▶ _Vorliegender Textauszug_:
● ● ● ● ● ● ●
So etwas wie eine gemeinsame Aktion in Sachen Literatur wäre früher nicht zu realisieren gewesen. Es hätte zu lange gedauert, bis alle relevanten Neuerscheinungen gelesen und sortiert und ein entsprechendes Votum weitergegeben worden wären. Heute ginge das täglich und stündlich, weil alle Buchhandlungen auf Knopfdruck online ihre Urteile abgeben könnten. Die müsste ein Webmaster, in dem Fall wäre er ein Bookmaster, beim Börsenverein des Deutschen Buchhandels koordinieren und anhand der gemailten Bewertungen die Rangliste der literarischen Superstars erstellen. Illusorisch? Eben nicht, kontert die Berliner Buchhändlerin Ruth Klinkenberg, eben nicht, denn es gebe ja jetzt schon Bestseller, die »von Buchhändlern gemacht werden«, und die fänden ihren Weg auf die Listen schlicht durch Mund-zu-Mund-Propaganda unter Kollegen, weitergegeben dann an neugierig fragende Kunden.
● ● ● ● ● ● ●
▶ _Ausgelesene Datensätze_:
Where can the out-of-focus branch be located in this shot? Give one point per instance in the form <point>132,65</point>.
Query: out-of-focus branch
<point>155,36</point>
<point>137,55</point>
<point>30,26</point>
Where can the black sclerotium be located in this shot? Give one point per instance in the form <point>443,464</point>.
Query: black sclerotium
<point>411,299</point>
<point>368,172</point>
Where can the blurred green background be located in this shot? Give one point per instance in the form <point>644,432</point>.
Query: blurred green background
● ● ● ● ● ● ●
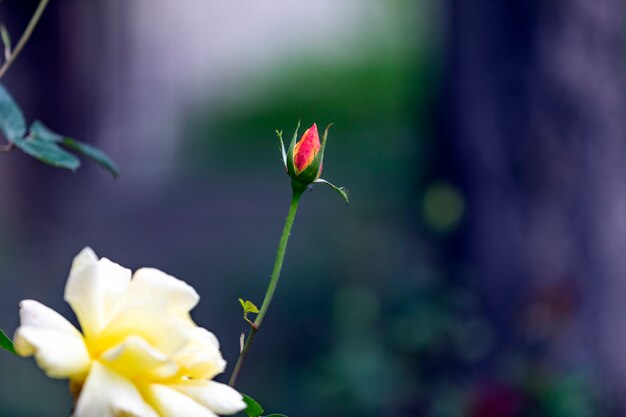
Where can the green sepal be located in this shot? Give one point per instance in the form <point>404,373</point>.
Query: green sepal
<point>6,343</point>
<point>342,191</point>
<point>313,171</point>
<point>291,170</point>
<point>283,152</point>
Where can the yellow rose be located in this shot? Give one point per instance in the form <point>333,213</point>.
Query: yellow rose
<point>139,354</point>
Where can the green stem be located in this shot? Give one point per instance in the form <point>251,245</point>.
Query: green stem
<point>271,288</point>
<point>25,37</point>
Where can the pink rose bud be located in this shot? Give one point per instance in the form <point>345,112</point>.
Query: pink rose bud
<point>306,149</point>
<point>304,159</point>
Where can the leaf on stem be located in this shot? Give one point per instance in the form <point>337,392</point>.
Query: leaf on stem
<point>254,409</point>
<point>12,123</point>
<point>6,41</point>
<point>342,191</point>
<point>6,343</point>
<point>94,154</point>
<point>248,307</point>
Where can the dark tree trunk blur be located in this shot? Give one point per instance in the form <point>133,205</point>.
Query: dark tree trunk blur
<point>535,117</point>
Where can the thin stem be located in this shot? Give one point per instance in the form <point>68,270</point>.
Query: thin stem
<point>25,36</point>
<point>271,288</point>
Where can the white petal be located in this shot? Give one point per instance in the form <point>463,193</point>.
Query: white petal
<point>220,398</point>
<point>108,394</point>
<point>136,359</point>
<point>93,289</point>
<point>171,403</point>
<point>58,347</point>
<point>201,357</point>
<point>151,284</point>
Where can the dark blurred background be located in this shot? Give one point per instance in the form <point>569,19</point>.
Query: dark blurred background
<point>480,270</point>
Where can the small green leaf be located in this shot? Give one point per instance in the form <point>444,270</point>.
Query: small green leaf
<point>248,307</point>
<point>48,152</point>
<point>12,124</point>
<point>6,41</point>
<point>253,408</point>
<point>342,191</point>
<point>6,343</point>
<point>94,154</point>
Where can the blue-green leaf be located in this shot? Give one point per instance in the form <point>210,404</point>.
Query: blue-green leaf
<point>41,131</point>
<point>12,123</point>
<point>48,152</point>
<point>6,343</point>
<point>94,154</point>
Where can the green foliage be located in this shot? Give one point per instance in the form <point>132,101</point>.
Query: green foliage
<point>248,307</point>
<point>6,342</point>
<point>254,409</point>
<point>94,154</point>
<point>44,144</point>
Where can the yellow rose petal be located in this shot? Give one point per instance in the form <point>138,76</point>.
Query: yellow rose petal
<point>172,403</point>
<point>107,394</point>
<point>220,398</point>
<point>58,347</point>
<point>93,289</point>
● ● ● ● ● ● ●
▶ _Aufgabenstellung A_: Prüfen Sie, ob die Aussagen (i) bis (iii) mit dem Textauszug über Buchhändlerurteile übereinstimmen: (i) Buchhandlungen könnten ihre Urteile heute online abgeben. (ii) Ruth Klinkenberg hält die Idee für illusorisch. (iii) Die Koordination läge beim Börsenverein des Deutschen Buchhandels. Antworten Sie jeweils mit Ja oder Nein, und zitieren Sie die entscheidende Textstelle wörtlich.
▶ _Aufgabenstellung B_: Auf welchem Weg gelangen laut dem Textauszug über Buchhändlerurteile die von Buchhändlern gemachten Bestseller auf die Listen?
▶ _Aufgabenstellung C_: Führen Sie den Textauszug über Buchhändlerurteile im Anschluss an seinen letzten Satz weiter.

▶ _Antwort A_:
(i) Ja: „weil alle Buchhandlungen auf Knopfdruck online ihre Urteile abgeben könnten“
(ii) Nein: „Eben nicht, kontert die Berliner Buchhändlerin Ruth Klinkenberg“
(iii) Ja: „Die müsste ein Webmaster, in dem Fall wäre er ein Bookmaster, beim Börsenverein des Deutschen Buchhandels koordinieren“

▶ _Antwort B_: Durch Mund-zu-Mund-Propaganda unter Kollegen, die dann an neugierig fragende Kunden weitergegeben wird.

▶ _Antwort C_:
Voraussetzung dafür ist allerdings, dass die fragenden Kunden kompetente Gesprächspartner in den Buchhandlungen finden. Der verzweifelte Autor eines »Tagesspiegel«-Artikels berichtet von seinen Versuchen, in einer Zweigstelle des Branchenriesen Hugendubel (Jahresumsatz 250 Millionen Euro) den Roman »Das Geld« von Emile Zola, dem
Chronisten der französischen Bürger und Proletarier im 19. Jahrhundert, zu bestellen. Telefonische Auskunft: »Finde ich nicht, Geld, sagen Sie? Schau ich mal am besten unter Ratgebern nach.« Und als ein Bekannter von ihm, diesmal direkt im Laden, das legendäre Hörbuch »Die letzten Tage der Menschheit« von Karl Kraus, gelesen von Helmut Qualtinger, kaufen wollte, gab die Verkäuferin im Computer ein »Helmut Kwaltinger«. Kein Treffer, leider.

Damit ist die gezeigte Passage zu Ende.